Opini

Negeri Tanpa Malu: “Mencoreng Demokrasi dengan Tinta Busuk”

KARIMUN – Kabupaten Karimun dikejutkan dengan dugaan skandal korupsi yang menjerat empat oknum pejabat KPU Kabupaten Karimun. kabar tersebut merupakan pukulan telak bagi wajah demokrasi hari ini, hal demikian bukan sekadar kasus “Penyimpangan Anggaran” melainkan tamparan keras yang membuktikan bahwa sebagai penyelenggara pemilu ternyata tidak lebih dari “Penjaga Gerbang” yang ikut mencuri dari gudang yang mereka jaga. Ketika lembaga seagung KPU dicemari oleh oknumnya sendiri, maka seluruh proses yang dilalui otomatis beraroma busuk.

Dalam situasi seperti ini, setiap pasangan calon termasuk Ing Iskandarsyah dan Rocky Marciano Bawole tak bisa menghindari bayang-bayang kecurigaan publik. Bukan soal mereka terlibat atau tidak, tetapi mereka lahir dari proses yang dijalankan oleh penyelenggara yang kini diduga kuat bermasalah. Bagaimana publik bisa percaya bahwa proses yang melahirkan kandidat dilakukan secara fair, bersih, dan bebas dari permainan uang, jika orang-orang yang mengelolanya justru terseret kasus korupsi?

bak pepatah, meminta masyarakat meminum air yang katanya “bersih”, padahal embernya berlubang dan penuh karat. Bukan soal kualitas airnya, tetapi wadah yang kotor otomatis mencemari apa pun di dalamnya.

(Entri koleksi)
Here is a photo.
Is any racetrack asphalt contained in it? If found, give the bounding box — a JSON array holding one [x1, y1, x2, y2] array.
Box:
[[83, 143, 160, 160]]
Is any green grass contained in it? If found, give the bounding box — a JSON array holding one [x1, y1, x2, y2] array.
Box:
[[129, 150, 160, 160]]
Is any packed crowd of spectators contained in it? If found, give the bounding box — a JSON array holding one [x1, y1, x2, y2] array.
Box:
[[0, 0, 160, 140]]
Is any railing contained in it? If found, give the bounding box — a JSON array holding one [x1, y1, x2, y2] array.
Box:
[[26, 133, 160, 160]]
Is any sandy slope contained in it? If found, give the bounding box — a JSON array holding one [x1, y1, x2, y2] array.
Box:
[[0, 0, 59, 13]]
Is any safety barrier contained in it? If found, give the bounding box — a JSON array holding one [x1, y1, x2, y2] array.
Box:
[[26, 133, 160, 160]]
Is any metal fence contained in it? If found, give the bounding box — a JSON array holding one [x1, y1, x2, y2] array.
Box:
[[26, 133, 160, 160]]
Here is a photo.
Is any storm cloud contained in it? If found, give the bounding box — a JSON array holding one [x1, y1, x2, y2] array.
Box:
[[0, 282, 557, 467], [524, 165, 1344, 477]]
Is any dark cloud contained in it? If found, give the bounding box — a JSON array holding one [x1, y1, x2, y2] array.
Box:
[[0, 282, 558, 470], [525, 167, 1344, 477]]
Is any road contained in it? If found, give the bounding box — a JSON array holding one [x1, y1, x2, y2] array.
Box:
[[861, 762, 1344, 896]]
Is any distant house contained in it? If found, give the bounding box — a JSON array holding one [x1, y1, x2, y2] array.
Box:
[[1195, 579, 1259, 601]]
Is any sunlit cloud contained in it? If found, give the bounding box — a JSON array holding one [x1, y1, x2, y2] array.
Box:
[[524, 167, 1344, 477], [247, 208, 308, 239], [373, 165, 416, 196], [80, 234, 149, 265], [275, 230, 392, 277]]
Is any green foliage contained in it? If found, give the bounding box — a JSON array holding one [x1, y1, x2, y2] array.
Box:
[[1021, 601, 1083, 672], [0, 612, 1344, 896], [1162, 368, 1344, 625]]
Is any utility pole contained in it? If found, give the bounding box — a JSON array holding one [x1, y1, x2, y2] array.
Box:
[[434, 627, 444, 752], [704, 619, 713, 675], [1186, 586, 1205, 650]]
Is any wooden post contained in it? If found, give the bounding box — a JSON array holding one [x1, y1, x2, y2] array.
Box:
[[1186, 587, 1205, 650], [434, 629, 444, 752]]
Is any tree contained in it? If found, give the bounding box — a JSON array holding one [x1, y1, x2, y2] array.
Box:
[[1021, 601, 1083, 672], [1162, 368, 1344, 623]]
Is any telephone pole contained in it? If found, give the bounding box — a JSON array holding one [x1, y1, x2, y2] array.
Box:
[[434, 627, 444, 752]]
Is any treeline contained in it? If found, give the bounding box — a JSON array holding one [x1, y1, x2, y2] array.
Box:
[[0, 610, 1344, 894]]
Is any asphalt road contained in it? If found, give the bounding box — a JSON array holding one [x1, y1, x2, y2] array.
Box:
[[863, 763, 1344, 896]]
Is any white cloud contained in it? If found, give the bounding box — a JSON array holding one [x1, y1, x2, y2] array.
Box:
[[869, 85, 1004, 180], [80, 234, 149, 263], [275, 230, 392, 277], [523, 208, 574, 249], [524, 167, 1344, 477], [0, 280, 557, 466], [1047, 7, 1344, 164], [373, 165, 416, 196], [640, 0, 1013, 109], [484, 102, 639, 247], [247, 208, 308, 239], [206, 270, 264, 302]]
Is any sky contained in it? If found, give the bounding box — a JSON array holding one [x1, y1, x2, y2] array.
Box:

§ KERJAKAN TUGAS BERIKUT
[a] Tulis ulang bagian entri yang dimulai dari baris yang memuat "Is any sunlit" dan diakhiri dengan baris yang memuat "586, 1205, 650]]" sebagai CSV dua kolom, teks dan jawaban, satu baris untuk setiap teks beserta jawabannya. Setiap nilai diletakkan dalam satu kolom berkutip, dan pergantian baris di dalamnya diganti spasi.
[b] Lanjutkan opini tentang dugaan korupsi pejabat KPU Karimun mulai dari kalimat terakhirnya.

§ TUGAS YANG TERJAWAB
[a]
teks,jawaban
"Is any sunlit cloud contained in it? If found, give the bounding box — a JSON array holding one [x1, y1, x2, y2] array. Box:","[[524, 167, 1344, 477], [247, 208, 308, 239], [373, 165, 416, 196], [80, 234, 149, 265], [275, 230, 392, 277]]"
"Is any green foliage contained in it? If found, give the bounding box — a JSON array holding one [x1, y1, x2, y2] array. Box:","[[1021, 601, 1083, 672], [0, 612, 1344, 896], [1162, 368, 1344, 625]]"
"Is any utility pole contained in it? If found, give the bounding box — a JSON array holding one [x1, y1, x2, y2] array. Box:","[[434, 627, 444, 752], [704, 619, 713, 675], [1186, 586, 1205, 650]]"

[b]
Kasus ini membuka tabir betapa rapuhnya moral sebagian penyelenggara pemilu, jika pada level dugaan korupsi dana hibah saja mereka bisa bermain nakal. Apa jaminannya prosedur lain seperti, verifikasi, administrasi, tahapan pencalonan itu dijalankan tanpa “transaksi” di balik layar?

Kepercayaan publik hancur, kredibilitas proses runtuh. Legitimasi kandidat tergores!
Semua ini adalah konsekuensi dari penyelenggara yang gagal menjaga kehormatan institusinya.

Kita perlu berkata terus terang:
Selama tubuh penyelenggara pemilu masih diisi oknum rakus, maka setiap kandidat yang lahir dari proses itu akan selalu membawa noda yang bukan berasal dari dirinya, tetapi dari sistem yang menggendongnya. Demokrasi kita layu bukan karena rakyat tidak peduli, tetapi karena penyelenggaranya sendiri menggadaikan kepercayaan publik demi keuntungan pribadi.

Ini bukan lagi saatnya menambal lubang, ini waktunya membongkar fondasi yang retak. Jika demokrasi ingin diselamatkan, maka perlu dilakukan pembersihan total, audit independen, dan reformasi menyeluruh di tubuh penyelenggara adalah harga mati. Tanpa itu, setiap pemilu ke depan hanya akan menjadi upacara formal tanpa kehormatan, tanpa integritas, tanpa masa depan!

Penulis:

Adiya Bapriyanto
(Mahasiswa Karimun Tanjungpinang-Bintan)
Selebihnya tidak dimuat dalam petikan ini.